§ **What the task requires**: Search the records below for the word "concrete". Copy each line where it occurs.
*** Begin section ***
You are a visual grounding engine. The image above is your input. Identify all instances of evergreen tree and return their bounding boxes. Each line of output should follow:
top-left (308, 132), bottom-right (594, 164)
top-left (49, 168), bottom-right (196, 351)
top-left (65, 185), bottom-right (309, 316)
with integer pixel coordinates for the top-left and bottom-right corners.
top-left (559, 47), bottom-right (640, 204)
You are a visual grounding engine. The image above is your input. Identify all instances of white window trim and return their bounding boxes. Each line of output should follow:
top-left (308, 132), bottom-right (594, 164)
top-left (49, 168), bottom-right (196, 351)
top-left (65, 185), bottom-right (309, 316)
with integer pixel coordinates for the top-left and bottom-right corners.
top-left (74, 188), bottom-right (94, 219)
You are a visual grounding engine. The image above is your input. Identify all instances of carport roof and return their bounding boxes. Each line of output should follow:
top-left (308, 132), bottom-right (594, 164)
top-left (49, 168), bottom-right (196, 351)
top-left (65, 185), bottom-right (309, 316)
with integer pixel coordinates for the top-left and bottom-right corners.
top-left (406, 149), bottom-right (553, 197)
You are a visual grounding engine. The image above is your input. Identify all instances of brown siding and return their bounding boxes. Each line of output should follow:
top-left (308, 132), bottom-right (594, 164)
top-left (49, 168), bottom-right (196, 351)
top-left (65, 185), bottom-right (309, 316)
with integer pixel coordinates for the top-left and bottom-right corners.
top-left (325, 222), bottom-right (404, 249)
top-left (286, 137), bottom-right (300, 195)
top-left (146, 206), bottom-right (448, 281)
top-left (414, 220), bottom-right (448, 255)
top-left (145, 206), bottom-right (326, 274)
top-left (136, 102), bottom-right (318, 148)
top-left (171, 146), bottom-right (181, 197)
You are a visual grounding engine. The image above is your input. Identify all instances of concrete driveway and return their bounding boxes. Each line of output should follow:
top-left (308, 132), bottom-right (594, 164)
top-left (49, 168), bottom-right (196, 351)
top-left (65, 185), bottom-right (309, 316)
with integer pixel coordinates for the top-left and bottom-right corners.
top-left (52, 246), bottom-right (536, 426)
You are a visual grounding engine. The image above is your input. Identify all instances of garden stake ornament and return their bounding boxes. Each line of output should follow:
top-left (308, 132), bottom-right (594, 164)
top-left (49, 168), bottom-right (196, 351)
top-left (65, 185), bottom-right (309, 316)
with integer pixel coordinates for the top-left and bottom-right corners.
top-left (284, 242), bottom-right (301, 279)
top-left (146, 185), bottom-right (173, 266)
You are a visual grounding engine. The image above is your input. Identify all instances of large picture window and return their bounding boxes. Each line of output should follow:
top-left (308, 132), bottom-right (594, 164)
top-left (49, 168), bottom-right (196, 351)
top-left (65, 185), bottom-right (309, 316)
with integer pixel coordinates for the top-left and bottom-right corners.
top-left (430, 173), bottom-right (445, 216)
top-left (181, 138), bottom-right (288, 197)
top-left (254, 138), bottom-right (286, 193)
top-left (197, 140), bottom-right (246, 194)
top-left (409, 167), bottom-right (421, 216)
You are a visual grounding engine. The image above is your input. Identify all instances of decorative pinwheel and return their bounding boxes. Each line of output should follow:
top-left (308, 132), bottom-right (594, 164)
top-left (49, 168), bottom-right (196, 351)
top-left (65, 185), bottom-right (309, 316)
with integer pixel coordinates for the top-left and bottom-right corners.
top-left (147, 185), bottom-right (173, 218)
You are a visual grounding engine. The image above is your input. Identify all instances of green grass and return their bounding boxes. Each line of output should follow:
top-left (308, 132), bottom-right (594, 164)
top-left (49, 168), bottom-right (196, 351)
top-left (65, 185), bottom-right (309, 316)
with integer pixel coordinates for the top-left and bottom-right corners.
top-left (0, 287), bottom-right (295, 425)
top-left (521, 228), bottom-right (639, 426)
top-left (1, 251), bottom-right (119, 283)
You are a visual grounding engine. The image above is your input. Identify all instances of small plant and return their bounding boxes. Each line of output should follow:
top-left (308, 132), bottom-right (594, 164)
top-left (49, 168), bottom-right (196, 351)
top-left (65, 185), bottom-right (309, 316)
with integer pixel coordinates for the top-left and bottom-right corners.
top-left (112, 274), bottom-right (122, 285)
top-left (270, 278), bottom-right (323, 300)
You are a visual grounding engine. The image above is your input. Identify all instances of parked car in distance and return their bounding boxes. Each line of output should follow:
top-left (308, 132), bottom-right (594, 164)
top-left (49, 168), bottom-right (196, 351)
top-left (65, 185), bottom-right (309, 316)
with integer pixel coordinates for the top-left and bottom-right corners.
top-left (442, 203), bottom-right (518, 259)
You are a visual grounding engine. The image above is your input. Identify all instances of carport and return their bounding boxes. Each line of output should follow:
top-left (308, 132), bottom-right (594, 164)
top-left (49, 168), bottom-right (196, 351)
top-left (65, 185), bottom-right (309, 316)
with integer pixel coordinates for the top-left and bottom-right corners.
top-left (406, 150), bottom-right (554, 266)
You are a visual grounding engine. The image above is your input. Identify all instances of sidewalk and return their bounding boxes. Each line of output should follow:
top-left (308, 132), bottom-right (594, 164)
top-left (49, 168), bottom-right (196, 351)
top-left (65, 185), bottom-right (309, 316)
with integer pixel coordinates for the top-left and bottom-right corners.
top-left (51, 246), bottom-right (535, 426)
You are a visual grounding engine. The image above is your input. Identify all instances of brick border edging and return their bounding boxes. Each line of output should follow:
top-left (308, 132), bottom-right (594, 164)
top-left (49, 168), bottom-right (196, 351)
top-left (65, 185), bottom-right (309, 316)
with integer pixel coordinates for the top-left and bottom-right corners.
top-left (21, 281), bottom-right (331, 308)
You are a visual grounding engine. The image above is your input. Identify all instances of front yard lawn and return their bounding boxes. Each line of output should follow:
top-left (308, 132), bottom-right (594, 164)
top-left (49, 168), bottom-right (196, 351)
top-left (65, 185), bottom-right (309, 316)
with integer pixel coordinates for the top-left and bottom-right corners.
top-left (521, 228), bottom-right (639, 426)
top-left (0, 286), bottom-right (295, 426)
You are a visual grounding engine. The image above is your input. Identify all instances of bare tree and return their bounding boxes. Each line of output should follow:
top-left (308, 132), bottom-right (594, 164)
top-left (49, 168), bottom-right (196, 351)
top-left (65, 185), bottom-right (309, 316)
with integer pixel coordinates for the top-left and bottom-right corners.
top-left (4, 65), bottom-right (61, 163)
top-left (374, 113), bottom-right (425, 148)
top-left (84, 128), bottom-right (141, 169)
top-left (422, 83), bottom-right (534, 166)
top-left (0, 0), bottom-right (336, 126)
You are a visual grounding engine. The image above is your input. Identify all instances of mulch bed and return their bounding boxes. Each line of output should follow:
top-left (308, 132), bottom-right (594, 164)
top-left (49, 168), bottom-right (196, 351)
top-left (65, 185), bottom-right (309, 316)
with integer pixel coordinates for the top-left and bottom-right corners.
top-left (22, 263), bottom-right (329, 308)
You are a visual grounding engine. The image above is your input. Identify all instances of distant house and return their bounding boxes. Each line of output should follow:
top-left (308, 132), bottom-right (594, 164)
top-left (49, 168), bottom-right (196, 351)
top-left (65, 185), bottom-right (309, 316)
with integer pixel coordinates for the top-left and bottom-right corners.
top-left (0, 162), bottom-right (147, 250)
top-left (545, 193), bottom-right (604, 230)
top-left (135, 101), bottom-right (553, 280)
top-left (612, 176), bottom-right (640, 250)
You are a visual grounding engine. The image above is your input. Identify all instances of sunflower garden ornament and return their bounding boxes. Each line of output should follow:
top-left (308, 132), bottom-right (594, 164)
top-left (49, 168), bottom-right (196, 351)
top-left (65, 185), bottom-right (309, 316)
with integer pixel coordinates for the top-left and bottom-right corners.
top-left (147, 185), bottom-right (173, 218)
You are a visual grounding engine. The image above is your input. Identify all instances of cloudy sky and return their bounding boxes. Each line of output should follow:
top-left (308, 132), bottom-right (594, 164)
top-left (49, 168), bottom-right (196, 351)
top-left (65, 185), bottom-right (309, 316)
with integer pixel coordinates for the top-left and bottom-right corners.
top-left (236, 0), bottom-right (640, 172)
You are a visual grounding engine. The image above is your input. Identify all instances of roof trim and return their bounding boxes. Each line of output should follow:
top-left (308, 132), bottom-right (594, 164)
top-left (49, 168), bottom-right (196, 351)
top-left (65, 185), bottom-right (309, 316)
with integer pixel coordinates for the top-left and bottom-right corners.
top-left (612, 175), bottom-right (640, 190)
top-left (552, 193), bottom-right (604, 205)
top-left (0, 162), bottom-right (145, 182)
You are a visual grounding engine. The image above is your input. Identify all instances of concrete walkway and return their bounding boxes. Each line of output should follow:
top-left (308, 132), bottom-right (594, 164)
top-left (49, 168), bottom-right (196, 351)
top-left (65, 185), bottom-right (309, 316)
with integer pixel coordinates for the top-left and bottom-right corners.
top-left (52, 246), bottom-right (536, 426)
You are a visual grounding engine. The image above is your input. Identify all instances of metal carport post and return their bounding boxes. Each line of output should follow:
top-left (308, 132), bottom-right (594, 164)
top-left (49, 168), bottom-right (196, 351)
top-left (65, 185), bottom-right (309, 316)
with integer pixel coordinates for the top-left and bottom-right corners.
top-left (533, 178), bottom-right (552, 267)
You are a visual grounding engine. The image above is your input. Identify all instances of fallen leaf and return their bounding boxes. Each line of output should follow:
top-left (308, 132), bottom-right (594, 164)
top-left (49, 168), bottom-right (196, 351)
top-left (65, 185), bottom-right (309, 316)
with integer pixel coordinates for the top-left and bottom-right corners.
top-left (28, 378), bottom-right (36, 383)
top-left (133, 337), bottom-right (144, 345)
*** End section ***
§ **Exercise output**:
You are a visual grounding engine. The image above is your input. Identify all instances of concrete driveway and return their bounding boxes. Each line of output should follow:
You are a visual grounding engine. The image above is your input. Identify all instances of concrete walkway and return their bounding boxes. Each line of output should follow:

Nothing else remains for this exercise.